[TAREA ASIGNADA A]: ¿Cómo queda el texto citado desde "Este lugar magnífico" hasta "en francés Le Passage.", ambos incluidos, si sustituyes "Guipúzcoa" por "Navarra"?

[TEXTO CITADO]:
##############################
Sin embargo, nuestra barca continuaba avanzando. Dobló un pequeño cabo que una gran casa en ruinas domina con sus cuatro muros atravesados por puertas sin batientes y por ventanas sin contramarcos.

De pronto, como por encanto, y sin que hubiera oído el silbido del tramoyista, el decorado cambió y apareció ante mí un espectáculo maravilloso.

Una cortina de altas montañas verdes recortando sus cimas sobre un cielo resplandeciente; al pie de esas montañas, una fila de casas estrechamente yuxtapuestas; todas estas casas pintadas de blanco, azafrán, verde, con dos o tres pisos de grandes balcones resguardados por la prolongación de sus anchos tejados rojizos de tejas huecas; en todos esos balcones, mil cosas flotando, ropa secándose, redes, harapos rojos, amarillos, azules; al pie de esas casas, el mar; a mi derecha, a mitad de la cuesta, una iglesia blanca; a mi izquierda, en primer plano, al pie de otra montaña, otro grupo de casas con balcones que daban a una vieja torre desmantelada; navíos de todas las formas y embarcaciones de todas las medidas colocadas delante de las casas, amarradas bajo la torre, yendo por la bahía; en esos navíos, en esa torre, en esas casas, en esa iglesia, en esos harapos, en esas montañas y en ese cielo, una vida, un movimiento, un sol, un azul, un aire y una alegría inexpresables: he aquí lo que tenía delante.

Este lugar magnífico y encantador como todo lo que tiene el doble carácter de la alegría y la grandeza, este sitio inédito que es uno de los más bellos que he visto y que ningún «tourist» visita, este humilde rincón de tierra y agua que sería admirado si estuviera en Suiza y célebre si estuviera en Italia, y que es desconocido porque está en Guipúzcoa, este pequeño edén resplandeciente adonde llegué por azar, y sin saber dónde estaba, se llama en español Pasajes y en francés Le Passage.
##############################
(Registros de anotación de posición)
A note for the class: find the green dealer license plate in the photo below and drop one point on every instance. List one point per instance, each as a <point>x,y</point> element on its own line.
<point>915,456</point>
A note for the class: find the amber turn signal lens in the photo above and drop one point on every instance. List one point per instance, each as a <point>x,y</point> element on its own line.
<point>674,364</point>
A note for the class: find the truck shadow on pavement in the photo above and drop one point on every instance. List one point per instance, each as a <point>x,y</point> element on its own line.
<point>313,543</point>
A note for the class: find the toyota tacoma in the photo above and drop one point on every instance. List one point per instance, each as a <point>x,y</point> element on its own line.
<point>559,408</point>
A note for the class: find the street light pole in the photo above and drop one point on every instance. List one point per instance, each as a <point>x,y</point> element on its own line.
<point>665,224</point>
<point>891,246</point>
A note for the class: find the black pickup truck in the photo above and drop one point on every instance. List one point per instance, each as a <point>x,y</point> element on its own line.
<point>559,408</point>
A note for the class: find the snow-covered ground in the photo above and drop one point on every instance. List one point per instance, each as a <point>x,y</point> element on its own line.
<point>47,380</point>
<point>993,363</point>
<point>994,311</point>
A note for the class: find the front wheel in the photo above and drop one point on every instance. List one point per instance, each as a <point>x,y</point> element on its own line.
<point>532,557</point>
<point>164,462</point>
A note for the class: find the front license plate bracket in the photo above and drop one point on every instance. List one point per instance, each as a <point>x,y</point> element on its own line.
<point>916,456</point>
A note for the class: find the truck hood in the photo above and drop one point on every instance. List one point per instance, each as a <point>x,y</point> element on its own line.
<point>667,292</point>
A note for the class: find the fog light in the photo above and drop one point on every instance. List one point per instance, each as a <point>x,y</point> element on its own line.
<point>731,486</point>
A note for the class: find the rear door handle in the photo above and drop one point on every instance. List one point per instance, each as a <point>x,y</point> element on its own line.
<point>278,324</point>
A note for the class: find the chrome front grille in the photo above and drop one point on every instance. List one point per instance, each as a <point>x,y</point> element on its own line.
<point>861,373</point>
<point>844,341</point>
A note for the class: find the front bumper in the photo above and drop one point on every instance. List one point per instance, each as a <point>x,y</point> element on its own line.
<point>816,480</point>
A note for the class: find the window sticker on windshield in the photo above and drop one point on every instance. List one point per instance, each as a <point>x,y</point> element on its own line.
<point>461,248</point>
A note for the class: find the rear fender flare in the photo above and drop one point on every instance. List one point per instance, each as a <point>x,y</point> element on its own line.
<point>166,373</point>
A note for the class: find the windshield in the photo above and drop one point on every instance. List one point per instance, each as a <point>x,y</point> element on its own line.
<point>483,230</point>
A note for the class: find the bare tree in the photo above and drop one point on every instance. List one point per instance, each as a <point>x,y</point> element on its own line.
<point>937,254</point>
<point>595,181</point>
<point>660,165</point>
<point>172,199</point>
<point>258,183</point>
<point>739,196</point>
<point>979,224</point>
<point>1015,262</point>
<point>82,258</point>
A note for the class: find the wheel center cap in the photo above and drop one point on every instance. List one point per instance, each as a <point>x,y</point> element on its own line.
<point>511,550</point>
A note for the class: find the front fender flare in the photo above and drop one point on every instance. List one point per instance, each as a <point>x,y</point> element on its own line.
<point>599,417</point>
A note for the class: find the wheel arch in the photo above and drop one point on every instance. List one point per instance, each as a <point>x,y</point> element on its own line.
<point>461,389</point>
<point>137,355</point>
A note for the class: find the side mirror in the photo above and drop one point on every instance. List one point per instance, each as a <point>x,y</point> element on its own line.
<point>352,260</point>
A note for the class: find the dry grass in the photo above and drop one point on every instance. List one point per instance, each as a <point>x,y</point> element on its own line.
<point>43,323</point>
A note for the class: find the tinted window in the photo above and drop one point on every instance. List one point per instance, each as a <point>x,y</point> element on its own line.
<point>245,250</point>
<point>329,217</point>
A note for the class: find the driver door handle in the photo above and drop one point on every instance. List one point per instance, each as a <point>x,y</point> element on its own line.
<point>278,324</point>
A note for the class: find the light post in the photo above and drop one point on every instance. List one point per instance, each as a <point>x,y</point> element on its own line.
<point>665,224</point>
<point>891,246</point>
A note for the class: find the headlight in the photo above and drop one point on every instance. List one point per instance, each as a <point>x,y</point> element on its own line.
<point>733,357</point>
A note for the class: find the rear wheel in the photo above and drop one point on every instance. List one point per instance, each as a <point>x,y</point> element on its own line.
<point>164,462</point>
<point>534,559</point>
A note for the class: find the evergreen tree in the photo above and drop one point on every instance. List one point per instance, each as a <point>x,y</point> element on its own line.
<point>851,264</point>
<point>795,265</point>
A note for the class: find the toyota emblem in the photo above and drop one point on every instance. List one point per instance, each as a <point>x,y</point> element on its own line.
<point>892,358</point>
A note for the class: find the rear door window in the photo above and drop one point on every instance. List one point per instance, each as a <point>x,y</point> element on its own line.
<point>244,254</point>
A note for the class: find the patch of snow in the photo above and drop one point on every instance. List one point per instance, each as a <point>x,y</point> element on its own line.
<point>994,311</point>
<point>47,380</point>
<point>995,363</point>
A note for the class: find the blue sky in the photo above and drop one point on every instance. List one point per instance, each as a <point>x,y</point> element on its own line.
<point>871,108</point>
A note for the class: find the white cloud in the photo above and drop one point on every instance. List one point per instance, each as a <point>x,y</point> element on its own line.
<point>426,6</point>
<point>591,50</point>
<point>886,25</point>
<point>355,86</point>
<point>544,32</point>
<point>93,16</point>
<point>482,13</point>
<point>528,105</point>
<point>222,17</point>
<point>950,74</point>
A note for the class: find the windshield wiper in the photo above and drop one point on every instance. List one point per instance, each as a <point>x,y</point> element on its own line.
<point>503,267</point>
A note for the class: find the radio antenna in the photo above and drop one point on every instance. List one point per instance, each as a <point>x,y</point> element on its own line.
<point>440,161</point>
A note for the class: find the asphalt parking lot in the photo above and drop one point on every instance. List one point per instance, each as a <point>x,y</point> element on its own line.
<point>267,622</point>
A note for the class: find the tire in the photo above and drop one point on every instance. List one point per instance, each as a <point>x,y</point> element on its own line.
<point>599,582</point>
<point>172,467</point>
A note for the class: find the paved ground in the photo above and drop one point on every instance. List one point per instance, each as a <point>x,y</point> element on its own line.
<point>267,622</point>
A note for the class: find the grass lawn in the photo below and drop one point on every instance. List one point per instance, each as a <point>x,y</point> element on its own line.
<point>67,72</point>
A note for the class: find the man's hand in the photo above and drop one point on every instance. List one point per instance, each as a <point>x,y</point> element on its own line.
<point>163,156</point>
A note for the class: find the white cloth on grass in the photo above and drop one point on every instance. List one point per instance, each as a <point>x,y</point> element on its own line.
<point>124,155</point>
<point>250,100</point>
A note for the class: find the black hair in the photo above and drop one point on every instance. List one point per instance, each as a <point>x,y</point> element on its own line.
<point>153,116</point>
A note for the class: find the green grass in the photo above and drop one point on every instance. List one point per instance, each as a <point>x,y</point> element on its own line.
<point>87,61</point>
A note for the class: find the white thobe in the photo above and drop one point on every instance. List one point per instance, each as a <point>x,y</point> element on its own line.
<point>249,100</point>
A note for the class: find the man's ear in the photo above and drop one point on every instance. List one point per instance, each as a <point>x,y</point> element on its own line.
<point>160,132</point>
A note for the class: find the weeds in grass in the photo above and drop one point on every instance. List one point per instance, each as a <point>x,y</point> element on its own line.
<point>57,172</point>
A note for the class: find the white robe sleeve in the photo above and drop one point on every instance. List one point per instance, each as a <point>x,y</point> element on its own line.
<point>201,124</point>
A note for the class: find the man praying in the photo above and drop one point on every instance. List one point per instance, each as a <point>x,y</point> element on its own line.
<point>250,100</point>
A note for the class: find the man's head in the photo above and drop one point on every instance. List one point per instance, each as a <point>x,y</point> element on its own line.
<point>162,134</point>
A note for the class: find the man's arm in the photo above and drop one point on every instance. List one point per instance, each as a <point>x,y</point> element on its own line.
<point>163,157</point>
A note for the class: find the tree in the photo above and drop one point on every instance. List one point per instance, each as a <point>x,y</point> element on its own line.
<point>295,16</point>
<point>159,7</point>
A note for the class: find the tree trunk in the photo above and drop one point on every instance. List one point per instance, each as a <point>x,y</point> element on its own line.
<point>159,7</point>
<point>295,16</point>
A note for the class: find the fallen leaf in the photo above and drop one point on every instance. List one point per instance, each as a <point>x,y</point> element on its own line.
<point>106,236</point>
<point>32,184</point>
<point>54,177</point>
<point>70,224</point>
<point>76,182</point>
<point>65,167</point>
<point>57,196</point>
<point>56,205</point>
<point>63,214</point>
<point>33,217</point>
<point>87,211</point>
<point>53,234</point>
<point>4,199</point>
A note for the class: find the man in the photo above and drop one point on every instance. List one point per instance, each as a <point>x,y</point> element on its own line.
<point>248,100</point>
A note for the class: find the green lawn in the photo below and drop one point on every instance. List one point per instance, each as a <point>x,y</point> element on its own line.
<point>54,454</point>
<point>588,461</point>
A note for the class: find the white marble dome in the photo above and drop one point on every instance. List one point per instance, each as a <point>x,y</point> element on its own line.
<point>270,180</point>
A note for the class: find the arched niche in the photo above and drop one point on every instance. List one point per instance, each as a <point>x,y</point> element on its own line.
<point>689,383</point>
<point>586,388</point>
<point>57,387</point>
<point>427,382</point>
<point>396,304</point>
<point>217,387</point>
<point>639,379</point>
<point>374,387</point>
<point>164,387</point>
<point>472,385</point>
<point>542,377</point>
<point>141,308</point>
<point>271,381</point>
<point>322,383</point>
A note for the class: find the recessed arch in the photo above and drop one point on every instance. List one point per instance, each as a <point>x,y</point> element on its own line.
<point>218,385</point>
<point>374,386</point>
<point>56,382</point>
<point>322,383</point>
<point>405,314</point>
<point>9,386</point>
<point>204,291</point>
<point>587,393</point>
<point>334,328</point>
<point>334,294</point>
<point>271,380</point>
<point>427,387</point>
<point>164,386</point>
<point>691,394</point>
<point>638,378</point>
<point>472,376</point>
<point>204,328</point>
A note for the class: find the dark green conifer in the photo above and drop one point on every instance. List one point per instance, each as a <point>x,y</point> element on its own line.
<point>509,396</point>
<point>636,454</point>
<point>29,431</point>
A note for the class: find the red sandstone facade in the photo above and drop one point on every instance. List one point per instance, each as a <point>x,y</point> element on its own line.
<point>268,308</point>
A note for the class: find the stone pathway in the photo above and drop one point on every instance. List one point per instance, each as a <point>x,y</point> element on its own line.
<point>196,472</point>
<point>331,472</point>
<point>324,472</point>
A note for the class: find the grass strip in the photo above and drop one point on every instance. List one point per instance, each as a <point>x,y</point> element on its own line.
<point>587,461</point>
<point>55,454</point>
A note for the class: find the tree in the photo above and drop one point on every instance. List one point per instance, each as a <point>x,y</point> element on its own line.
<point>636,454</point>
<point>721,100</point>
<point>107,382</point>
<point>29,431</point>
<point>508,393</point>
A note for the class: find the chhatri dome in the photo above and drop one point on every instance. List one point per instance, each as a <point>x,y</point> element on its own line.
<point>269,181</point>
##############################
[TAREA ASIGNADA B]: ¿Puedes transcribir palabra por palabra los registros desde su comienzo hasta la línea con "<point>915,456</point>", esta incluida?

[RESPUESTA FINAL A]:
Este lugar magnífico y encantador como todo lo que tiene el doble carácter de la alegría y la grandeza, este sitio inédito que es uno de los más bellos que he visto y que ningún «tourist» visita, este humilde rincón de tierra y agua que sería admirado si estuviera en Suiza y célebre si estuviera en Italia, y que es desconocido porque está en Navarra, este pequeño edén resplandeciente adonde llegué por azar, y sin saber dónde estaba, se llama en español Pasajes y en francés Le Passage.

[RESPUESTA FINAL B]:
A note for the class: find the green dealer license plate in the photo below and drop one point on every instance. List one point per instance, each as a <point>x,y</point> element on its own line.
<point>915,456</point>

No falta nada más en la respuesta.